╭──
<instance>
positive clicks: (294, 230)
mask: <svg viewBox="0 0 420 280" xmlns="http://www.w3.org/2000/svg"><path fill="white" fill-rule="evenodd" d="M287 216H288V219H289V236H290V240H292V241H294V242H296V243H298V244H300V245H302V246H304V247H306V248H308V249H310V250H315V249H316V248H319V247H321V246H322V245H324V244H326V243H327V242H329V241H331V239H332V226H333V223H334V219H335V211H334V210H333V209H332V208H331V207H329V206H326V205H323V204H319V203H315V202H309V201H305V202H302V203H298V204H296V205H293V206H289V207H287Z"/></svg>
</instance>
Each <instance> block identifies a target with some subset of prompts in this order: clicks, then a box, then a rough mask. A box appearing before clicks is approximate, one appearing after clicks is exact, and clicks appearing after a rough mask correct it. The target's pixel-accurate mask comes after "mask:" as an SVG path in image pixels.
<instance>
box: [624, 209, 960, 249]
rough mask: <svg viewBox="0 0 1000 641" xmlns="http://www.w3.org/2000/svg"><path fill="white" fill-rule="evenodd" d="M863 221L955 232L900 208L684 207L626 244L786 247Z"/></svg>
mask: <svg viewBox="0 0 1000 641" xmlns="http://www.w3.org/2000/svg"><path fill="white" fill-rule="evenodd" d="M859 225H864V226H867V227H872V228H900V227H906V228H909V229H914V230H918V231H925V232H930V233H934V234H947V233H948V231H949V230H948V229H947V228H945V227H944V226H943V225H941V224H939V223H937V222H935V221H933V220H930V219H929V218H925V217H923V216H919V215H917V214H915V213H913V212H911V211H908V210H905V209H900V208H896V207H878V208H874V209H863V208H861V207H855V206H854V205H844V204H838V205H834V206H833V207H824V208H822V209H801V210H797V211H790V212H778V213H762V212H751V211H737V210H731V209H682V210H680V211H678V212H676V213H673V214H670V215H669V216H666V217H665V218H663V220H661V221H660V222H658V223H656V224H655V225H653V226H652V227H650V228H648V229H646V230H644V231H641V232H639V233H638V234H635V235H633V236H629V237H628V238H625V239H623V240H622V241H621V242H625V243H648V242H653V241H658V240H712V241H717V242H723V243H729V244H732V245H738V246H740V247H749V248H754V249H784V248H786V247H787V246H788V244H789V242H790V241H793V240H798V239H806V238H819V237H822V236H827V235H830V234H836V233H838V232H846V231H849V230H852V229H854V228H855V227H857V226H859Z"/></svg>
╰──
### [WORK REQUIRED]
Reproduce all of the lines above verbatim, without altering a single character.

### [PROBLEM SOLUTION]
<instance>
positive clicks: (294, 230)
mask: <svg viewBox="0 0 420 280" xmlns="http://www.w3.org/2000/svg"><path fill="white" fill-rule="evenodd" d="M287 216H288V219H289V236H290V240H292V241H294V242H296V243H298V244H300V245H302V246H304V247H306V248H308V249H310V250H315V249H316V248H319V247H321V246H322V245H324V244H326V243H327V242H329V241H331V239H332V226H333V223H334V219H335V211H334V210H333V209H332V208H331V207H329V206H326V205H323V204H319V203H315V202H309V201H305V202H302V203H298V204H296V205H293V206H289V207H287Z"/></svg>
</instance>
Each <instance> block identifies a target with some subset of prompts in this order: clicks, then a box, then a rough mask. A box appearing before clicks is approximate, one appearing after clicks is exact, and clicks appearing after a rough mask correct it. The target's pixel-accurate mask comes after "mask:" as an SVG path in image pixels.
<instance>
box: [624, 209, 960, 249]
rough mask: <svg viewBox="0 0 1000 641" xmlns="http://www.w3.org/2000/svg"><path fill="white" fill-rule="evenodd" d="M863 221L955 232L900 208L684 207L626 244L786 247Z"/></svg>
mask: <svg viewBox="0 0 1000 641" xmlns="http://www.w3.org/2000/svg"><path fill="white" fill-rule="evenodd" d="M859 225H864V226H867V227H872V228H900V227H906V228H909V229H914V230H918V231H925V232H930V233H934V234H947V233H948V231H949V230H948V229H947V228H945V227H944V226H943V225H941V224H939V223H937V222H935V221H933V220H930V219H929V218H925V217H923V216H919V215H917V214H915V213H913V212H911V211H908V210H905V209H900V208H896V207H878V208H874V209H863V208H861V207H855V206H854V205H844V204H838V205H834V206H833V207H824V208H822V209H801V210H797V211H790V212H778V213H762V212H751V211H737V210H731V209H682V210H680V211H678V212H676V213H673V214H670V215H669V216H666V217H665V218H663V220H661V221H660V222H658V223H656V224H655V225H653V226H652V227H650V228H648V229H646V230H644V231H641V232H639V233H638V234H635V235H633V236H629V237H628V238H625V239H623V240H622V241H621V242H625V243H648V242H653V241H658V240H712V241H717V242H723V243H729V244H732V245H738V246H740V247H749V248H754V249H784V248H786V247H787V246H788V244H789V242H790V241H793V240H798V239H806V238H819V237H822V236H827V235H830V234H836V233H838V232H846V231H849V230H852V229H854V228H855V227H857V226H859Z"/></svg>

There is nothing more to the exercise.